→ **Work to do**
Write the next part of the passage about Higgins and the USDA image collection, picking up after its final sentence.
=== Source text ===
The collection ticked all the boxes of his personal challenge, but Higgins quickly realized that access to the images was limited, with high resolution versions hidden behind a largely untouched paywall. In 2015, Higgins submitted a Freedom of Information Act request in order to learn how the digitization had unfolded. “At the time, the USDA was charging for access to the images in order to offset the cost of digitization,” said Higgins, “so I looked into whether they had ever made any money from this. It had cost something like $300,000 to digitize the whole collection, and over the five years since, they had collected under $600 in fees.”

The math was simple. Continue charging fees for another 2,000 years and maybe break even, or cut their losses and put the thing online to be used as a public resource, as was originally intended. “There’s a lot of inertia in the federal government. If something isn’t public already, no one wants to flip the switch,” said Higgins. To their credit, and, according to Higgins, thanks to some pressure from open data community members positioned in the White House, the USDA ended up making the full digital archive available, high resolution versions and all.

Coincidentally, Higgins discovered that his career in information access and knowledge advocacy shares a common lexicon with agriculture and environmentalism. “We talk about a commons, like the Wikimedia Commons, which was originally an agricultural concept. The commons is where everyone brings their sheep. And we talk about planting ideas so that they can grow like seeds. The connection isn’t lost on me,” Higgins said. With the Pomological bot up and running smoothly, Higgins doesn’t do much more than maintenance on the code these days. But he does see a direct correlation between what he learned creating the bot and his newfound interest in food activism.
=== Given entries ===
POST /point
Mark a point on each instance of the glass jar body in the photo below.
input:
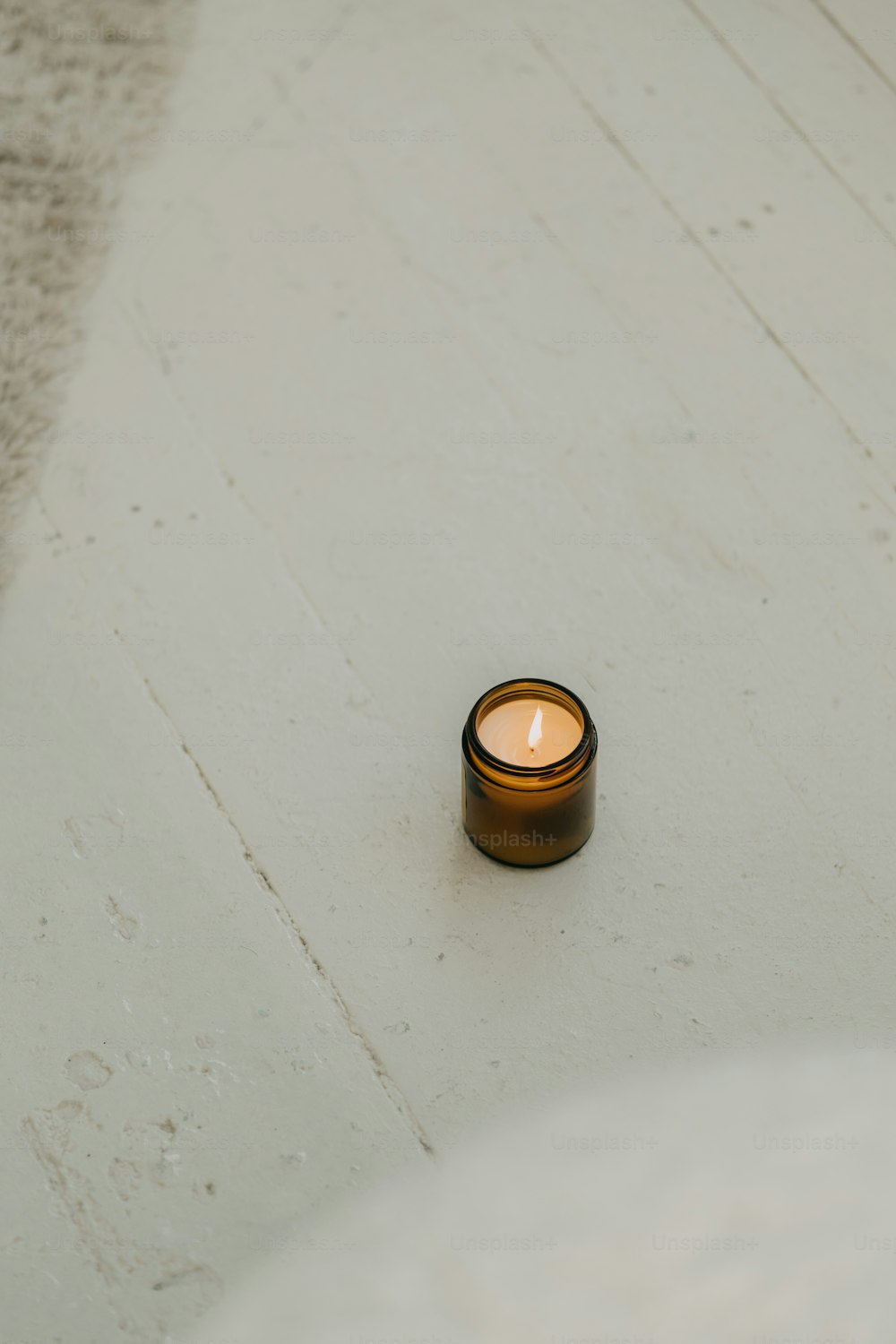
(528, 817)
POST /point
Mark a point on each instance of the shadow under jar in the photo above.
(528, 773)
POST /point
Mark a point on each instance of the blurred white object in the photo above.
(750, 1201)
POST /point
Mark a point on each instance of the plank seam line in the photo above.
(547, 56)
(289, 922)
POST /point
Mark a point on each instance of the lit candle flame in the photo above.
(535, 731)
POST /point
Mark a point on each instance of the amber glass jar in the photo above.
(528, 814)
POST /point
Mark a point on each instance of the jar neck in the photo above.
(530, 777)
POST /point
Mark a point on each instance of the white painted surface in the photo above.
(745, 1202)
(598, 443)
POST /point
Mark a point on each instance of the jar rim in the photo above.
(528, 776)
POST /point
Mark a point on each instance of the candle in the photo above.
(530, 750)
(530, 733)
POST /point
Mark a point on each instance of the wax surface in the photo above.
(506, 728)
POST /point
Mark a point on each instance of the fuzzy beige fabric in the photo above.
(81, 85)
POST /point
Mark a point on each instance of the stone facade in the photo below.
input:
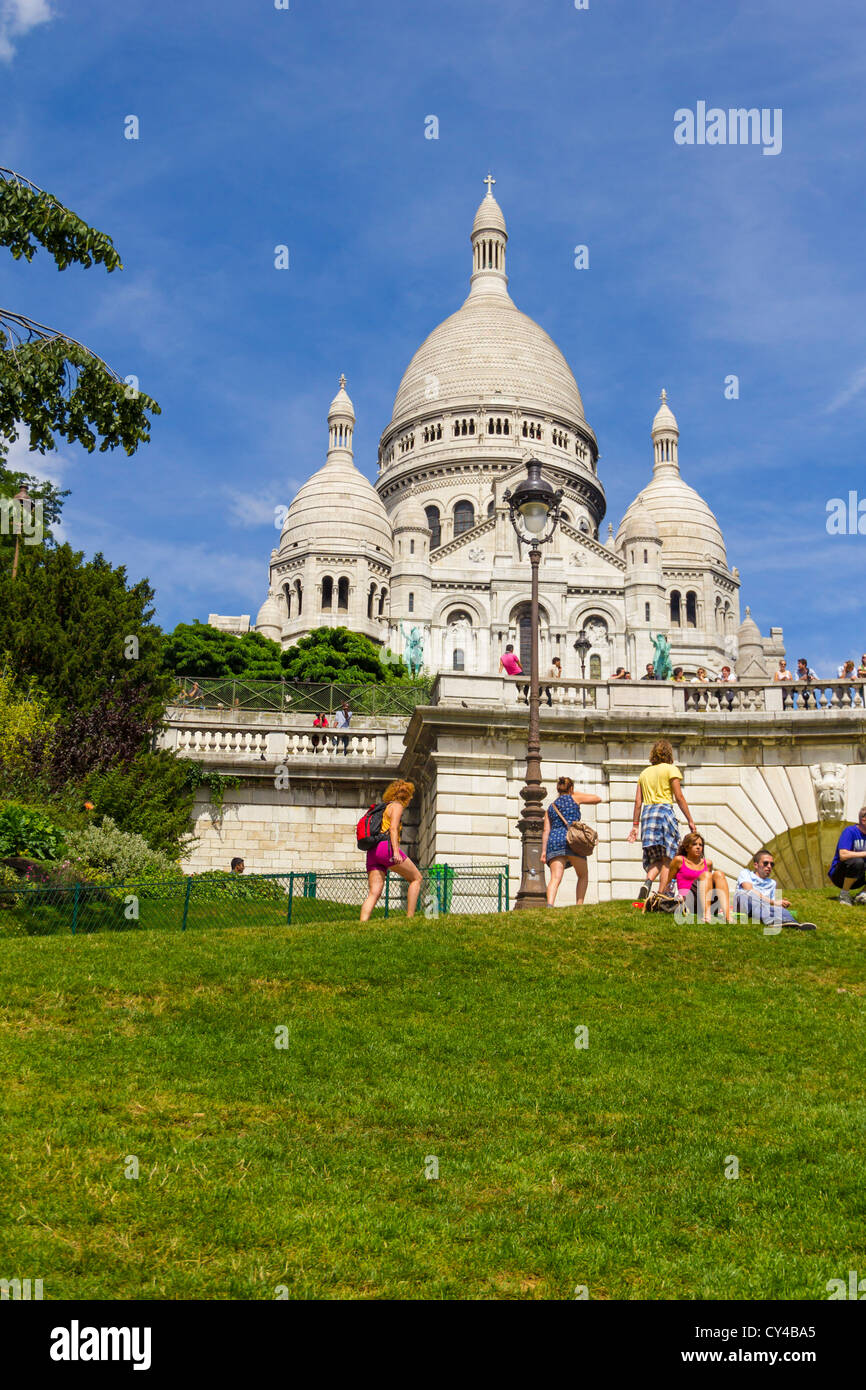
===
→ **The response**
Higgins admits creating a Twitter bot is a goofy project. Every three hours, Old Fruit Pictures tweets out a single image from the Pomological Watercolor Collection, which Higgins has come to learn is just enough. “7,500 pictures of anything is completely intimidating. What does it mean to have 4,000 paintings of apples? The bot shows you one at a time, so it’s at a scale where you can appreciate it.” The collection itself documents decades worth of lost species, and could very well serve to inform the past, present, and future of this country’s agricultural landscape. To Higgins, the bot’s work boiling down a prohibitively overwhelming archive to a single image at a time is a worthwhile endeavor. “It’s a moment of respite in a feed that is increasingly dominated by bad news.”

Aside from the pause to ponder pretty and mostly extinct families of fruit cultivars, Higgins’ effort to make the full Pomological Watercolor Collection accessible to the public serves the project’s original purpose. “A hundred years ago this was a government service that was helpful, that we agreed on, that we pooled common resources to make available. It helped people live healthier, more enjoyable lives. I like to reflect on that a little bit, every three hours when a new Old Fruit Picture pops up.”